(Extracted records)
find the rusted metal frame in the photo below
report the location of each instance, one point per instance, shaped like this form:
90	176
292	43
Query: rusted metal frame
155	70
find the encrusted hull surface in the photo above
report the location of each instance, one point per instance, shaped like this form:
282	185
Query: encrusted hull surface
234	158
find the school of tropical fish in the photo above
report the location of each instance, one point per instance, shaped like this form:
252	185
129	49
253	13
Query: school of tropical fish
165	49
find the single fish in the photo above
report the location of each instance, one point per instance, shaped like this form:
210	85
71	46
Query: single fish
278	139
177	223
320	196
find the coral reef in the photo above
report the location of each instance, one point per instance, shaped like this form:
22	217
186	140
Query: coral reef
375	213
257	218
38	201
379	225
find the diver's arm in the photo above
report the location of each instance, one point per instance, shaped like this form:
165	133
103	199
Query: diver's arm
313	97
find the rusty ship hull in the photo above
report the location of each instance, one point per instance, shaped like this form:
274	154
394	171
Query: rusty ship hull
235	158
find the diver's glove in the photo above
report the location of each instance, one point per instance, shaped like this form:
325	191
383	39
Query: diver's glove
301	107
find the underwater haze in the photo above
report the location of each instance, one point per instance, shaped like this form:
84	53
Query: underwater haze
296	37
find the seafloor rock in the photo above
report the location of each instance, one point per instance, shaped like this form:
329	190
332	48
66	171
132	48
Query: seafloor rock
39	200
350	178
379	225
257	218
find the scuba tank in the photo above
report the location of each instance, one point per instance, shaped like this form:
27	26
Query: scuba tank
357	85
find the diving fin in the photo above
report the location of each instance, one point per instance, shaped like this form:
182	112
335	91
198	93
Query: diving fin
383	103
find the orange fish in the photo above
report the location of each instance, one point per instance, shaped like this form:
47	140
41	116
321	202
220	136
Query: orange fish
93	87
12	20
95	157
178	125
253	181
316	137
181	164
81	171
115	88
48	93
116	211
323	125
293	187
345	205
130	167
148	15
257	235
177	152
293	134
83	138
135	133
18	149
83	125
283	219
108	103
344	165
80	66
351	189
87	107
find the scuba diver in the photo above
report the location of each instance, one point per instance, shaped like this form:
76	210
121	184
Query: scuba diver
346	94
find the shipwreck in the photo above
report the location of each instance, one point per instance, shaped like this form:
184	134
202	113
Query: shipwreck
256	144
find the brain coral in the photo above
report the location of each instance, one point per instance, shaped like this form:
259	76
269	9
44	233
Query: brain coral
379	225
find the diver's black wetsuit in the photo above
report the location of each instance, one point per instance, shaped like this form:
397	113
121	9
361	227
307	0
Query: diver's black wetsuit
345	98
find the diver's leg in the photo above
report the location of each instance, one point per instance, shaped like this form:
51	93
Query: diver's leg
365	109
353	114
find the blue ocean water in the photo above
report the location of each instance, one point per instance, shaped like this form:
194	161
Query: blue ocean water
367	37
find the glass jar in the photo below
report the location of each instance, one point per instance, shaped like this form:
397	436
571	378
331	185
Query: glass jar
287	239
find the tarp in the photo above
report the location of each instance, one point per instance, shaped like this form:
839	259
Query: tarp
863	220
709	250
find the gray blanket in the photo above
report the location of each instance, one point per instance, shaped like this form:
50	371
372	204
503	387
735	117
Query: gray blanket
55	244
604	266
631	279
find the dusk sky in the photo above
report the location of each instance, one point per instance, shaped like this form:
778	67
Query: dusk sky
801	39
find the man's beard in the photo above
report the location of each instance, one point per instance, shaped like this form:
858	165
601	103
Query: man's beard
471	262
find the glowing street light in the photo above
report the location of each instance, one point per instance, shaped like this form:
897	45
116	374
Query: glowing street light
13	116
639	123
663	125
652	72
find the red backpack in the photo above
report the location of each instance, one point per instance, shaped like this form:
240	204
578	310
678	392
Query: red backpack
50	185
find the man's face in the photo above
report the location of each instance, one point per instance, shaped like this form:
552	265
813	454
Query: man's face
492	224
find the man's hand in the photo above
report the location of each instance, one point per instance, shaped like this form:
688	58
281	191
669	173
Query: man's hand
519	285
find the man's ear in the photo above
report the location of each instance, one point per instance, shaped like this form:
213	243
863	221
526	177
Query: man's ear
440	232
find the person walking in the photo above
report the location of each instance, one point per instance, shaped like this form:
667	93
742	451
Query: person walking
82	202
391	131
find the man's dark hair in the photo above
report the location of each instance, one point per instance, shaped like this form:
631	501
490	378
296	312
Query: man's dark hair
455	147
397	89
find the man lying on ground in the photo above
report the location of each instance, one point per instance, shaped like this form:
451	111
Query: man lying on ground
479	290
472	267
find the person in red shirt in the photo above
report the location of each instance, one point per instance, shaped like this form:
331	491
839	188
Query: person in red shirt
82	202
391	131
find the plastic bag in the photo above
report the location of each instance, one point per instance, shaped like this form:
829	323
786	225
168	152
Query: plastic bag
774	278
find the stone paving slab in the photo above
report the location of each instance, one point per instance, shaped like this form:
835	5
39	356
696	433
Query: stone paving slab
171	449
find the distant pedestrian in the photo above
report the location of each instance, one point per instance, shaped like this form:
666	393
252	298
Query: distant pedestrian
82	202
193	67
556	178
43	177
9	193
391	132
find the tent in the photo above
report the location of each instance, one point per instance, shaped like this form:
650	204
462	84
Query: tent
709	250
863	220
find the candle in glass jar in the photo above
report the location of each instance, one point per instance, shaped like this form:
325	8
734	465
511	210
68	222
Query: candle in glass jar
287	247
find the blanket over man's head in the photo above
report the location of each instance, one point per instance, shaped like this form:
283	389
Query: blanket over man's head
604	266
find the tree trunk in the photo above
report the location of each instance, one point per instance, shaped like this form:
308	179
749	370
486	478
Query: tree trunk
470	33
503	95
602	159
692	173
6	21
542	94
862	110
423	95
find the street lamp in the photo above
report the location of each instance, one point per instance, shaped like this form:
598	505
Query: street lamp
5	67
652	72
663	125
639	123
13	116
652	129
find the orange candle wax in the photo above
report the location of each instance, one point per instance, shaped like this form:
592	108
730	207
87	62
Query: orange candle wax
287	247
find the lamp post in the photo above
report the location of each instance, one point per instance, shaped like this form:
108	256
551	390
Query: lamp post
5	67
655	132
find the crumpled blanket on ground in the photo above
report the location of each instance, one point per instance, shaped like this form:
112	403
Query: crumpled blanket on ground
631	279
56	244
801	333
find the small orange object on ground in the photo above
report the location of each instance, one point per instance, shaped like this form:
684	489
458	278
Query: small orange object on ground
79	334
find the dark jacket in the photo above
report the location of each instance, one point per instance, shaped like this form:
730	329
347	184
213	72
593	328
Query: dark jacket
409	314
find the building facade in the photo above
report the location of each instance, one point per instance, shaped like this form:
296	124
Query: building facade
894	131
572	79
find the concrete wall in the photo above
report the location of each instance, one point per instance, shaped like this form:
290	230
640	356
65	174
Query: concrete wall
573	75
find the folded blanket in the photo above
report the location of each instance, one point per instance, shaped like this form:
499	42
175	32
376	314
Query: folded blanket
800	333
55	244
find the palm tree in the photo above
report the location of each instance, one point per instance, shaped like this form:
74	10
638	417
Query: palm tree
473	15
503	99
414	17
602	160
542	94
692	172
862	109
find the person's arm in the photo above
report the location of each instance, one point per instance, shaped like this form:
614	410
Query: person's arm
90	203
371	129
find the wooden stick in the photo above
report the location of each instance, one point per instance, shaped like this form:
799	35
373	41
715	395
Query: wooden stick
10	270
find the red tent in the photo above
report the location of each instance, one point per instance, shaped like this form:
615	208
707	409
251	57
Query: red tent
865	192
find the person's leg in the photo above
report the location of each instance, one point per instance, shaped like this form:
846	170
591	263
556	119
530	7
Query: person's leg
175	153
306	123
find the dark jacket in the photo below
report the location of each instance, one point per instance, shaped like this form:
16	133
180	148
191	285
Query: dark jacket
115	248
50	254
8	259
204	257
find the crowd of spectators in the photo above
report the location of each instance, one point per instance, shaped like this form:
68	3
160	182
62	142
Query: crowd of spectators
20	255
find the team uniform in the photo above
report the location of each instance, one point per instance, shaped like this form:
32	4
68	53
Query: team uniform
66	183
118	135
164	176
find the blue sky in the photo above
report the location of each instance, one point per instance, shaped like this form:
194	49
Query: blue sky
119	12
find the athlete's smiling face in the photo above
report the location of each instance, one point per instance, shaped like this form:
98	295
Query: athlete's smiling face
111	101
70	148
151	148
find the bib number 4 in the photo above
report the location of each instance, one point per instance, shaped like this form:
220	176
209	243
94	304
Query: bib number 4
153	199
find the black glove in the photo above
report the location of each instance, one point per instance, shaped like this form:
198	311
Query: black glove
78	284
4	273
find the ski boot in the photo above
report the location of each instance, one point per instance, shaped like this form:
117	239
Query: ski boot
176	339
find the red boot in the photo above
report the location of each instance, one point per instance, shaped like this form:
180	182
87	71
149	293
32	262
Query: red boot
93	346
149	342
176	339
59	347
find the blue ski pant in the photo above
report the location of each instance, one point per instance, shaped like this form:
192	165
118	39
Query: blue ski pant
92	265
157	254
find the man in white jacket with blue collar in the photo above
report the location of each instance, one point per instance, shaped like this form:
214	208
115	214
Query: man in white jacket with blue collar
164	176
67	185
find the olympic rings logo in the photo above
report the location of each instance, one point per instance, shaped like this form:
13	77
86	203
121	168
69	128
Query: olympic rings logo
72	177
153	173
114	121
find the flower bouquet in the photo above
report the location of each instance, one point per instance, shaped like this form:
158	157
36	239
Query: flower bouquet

● Description of the task
Lines holding the word "flower" should be counted across the entries; state only how many there are.

● Task response
2